**Reading passage**
John Mills (c. 1717 – c. 1794) was an English writer on agriculture, translator and editor. Mills and Gottfried Sellius are known for being the first to prepare a French edition of Ephraim Chambers's Cyclopaedia for publication in 1745, which eventually resulted in the Encyclopédie published in France between 1751 and 1772.

As writer on agriculture, Mills is credited for publishing the earliest complete treatise on all branches of agriculture. His chief work, A New System of Practical Husbandry, in 5 volumes, appeared in 1767. It combines the results of the experience and observations of such writers as Evelyn, Duhamel, John Worlidge, and Jethro Tull, and was highly commended. Mills was a warm advocate of small farms.

John Mills was a person of considerable eminence in the 18th century, though little definite is known because no record exists of his life. From his manner of expression, it is possible he may have lived his early life in foreign countries along time, possibly in France, but he was not born there. In 1741 he was staying in London, where he had made preparations to go to Jamaica. He cancelled those plans because, as he wrote "having met with something more advantageous which engages me to stay in England" Mills married a French women, and they had two children; one baptised in Paris on 27 April 1742 and another born in May 1743.

In 1743 Mills was in Paris for the purpose of bringing out, in concert with Gottfried Sellius, a German historian, a French edition of Ephraim Chambers's Cyclopaedia; but Lebreton, the printer commissioned by him to manage the undertaking, cheated him out of the subscription money, assaulted him, and ultimately obtained a license in his own name. This was the origin of the famous Encyclopédie. Mills, unable to obtain redress, returned to England.

**Location identification lines**
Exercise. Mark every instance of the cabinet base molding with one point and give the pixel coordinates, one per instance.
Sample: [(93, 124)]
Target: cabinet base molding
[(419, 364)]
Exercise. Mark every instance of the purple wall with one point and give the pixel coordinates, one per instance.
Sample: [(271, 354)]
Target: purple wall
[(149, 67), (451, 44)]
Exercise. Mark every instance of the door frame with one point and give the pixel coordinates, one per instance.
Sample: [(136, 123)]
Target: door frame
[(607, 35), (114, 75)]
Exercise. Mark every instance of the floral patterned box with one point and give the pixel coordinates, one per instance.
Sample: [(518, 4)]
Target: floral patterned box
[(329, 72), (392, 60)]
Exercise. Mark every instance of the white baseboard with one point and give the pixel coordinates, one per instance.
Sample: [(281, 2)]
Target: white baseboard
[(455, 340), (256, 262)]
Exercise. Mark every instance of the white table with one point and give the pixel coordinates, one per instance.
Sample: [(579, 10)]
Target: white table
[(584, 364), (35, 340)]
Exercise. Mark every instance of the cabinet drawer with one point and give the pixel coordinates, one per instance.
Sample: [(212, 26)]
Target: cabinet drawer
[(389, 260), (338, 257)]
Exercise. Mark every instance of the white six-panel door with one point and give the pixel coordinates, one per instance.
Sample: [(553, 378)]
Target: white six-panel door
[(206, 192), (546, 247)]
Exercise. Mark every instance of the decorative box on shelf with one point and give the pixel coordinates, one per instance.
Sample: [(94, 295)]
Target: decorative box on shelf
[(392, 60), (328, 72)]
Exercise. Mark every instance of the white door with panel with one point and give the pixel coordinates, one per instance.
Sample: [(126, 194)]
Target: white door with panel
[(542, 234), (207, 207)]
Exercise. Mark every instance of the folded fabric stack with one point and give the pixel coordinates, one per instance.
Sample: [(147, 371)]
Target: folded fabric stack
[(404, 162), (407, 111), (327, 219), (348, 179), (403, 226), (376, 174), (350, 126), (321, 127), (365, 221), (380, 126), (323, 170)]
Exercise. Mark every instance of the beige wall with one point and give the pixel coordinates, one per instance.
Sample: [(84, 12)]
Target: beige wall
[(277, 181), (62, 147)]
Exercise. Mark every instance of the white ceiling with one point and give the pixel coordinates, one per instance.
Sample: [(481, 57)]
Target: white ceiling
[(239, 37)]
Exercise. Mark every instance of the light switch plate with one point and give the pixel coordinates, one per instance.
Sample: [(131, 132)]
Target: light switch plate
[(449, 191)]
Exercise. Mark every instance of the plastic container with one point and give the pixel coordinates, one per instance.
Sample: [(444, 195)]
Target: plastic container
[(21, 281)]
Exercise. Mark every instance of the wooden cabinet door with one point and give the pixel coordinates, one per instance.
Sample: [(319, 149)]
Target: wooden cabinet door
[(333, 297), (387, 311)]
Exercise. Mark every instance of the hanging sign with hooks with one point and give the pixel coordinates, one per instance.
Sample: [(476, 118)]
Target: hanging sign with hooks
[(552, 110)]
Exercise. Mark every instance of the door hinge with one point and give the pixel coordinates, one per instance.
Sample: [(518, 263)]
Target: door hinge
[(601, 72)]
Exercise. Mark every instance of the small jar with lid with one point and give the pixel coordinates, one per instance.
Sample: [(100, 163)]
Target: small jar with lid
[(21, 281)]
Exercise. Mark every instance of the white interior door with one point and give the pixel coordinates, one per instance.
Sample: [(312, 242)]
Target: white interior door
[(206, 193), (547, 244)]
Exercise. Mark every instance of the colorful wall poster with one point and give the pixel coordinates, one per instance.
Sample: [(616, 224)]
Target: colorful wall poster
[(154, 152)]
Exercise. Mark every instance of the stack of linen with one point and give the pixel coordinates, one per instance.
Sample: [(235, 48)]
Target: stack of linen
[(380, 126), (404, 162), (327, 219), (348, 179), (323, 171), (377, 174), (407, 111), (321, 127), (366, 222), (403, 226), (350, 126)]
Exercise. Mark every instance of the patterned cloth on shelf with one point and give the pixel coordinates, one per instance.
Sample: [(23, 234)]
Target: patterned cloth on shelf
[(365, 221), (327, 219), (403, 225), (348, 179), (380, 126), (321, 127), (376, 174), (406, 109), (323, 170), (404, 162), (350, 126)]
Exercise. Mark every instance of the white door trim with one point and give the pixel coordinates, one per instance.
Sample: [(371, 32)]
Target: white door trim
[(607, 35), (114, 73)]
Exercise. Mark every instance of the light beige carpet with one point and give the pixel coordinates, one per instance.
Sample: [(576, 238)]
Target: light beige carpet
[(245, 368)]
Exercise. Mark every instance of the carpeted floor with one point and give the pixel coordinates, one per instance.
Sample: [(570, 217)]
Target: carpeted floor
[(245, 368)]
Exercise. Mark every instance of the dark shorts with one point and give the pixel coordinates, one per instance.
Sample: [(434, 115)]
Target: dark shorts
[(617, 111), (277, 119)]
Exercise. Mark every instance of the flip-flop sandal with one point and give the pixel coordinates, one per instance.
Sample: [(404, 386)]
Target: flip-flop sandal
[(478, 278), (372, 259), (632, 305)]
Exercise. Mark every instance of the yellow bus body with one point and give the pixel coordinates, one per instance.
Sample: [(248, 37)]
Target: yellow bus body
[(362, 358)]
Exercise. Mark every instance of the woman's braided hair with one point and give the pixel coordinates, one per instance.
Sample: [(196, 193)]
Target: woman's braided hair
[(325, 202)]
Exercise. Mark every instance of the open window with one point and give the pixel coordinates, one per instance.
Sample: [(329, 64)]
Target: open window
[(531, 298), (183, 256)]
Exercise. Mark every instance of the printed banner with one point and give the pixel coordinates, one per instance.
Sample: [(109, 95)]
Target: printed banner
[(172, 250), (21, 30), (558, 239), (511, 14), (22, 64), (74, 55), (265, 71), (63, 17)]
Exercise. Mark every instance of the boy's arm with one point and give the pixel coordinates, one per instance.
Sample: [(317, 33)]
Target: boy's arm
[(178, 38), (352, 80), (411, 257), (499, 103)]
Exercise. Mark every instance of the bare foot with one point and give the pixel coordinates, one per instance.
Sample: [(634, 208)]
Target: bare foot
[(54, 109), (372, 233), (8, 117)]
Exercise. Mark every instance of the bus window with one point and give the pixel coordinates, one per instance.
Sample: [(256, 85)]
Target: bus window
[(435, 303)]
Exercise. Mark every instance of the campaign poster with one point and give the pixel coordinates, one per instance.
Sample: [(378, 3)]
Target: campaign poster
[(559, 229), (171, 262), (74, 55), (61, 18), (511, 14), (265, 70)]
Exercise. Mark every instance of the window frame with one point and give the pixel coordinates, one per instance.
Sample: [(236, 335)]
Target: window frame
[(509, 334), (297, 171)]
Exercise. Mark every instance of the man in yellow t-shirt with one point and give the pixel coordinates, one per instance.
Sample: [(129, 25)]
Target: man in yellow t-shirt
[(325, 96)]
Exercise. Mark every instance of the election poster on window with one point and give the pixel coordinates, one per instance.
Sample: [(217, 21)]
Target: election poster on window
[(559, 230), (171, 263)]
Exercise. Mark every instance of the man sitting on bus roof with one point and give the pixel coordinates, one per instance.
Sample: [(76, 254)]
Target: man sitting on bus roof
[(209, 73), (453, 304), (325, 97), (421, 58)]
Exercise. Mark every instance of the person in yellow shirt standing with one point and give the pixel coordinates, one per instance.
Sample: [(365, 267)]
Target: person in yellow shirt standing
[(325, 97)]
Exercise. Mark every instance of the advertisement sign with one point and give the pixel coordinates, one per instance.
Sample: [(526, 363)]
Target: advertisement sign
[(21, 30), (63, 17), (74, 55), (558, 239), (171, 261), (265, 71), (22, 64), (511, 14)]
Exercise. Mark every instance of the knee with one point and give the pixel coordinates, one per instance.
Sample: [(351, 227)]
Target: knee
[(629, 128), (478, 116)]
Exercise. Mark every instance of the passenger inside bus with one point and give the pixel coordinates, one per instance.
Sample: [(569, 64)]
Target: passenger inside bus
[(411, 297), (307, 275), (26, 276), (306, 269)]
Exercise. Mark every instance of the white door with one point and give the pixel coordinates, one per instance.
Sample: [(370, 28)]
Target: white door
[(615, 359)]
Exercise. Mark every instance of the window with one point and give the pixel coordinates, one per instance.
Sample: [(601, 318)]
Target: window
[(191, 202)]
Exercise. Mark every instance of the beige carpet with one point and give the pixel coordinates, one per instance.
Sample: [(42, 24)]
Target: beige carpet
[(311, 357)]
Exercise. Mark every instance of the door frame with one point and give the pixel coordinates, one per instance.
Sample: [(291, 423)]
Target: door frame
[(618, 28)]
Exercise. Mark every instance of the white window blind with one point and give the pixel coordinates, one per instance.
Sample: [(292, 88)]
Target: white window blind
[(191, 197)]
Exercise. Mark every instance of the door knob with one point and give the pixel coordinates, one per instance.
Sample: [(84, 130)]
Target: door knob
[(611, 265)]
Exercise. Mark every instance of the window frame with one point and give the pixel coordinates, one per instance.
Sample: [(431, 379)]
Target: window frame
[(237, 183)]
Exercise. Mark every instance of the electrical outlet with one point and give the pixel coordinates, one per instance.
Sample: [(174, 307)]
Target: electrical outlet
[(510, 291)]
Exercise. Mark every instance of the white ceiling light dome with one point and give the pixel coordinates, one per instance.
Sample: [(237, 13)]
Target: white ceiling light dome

**Task instructions**
Decide whether each statement agrees with the passage on John Mills, answering yes or no and quoting the words from the passage that settle it. (a) Mills's main work on farming came out in five volumes in 1767. (b) Mills was born in France. (c) Mills obtained redress after being cheated in Paris.

**Correct output**
(a) Yes: "His chief work, A New System of Practical Husbandry, in 5 volumes, appeared in 1767."
(b) No: "but he was not born there."
(c) No: "Mills, unable to obtain redress, returned to England."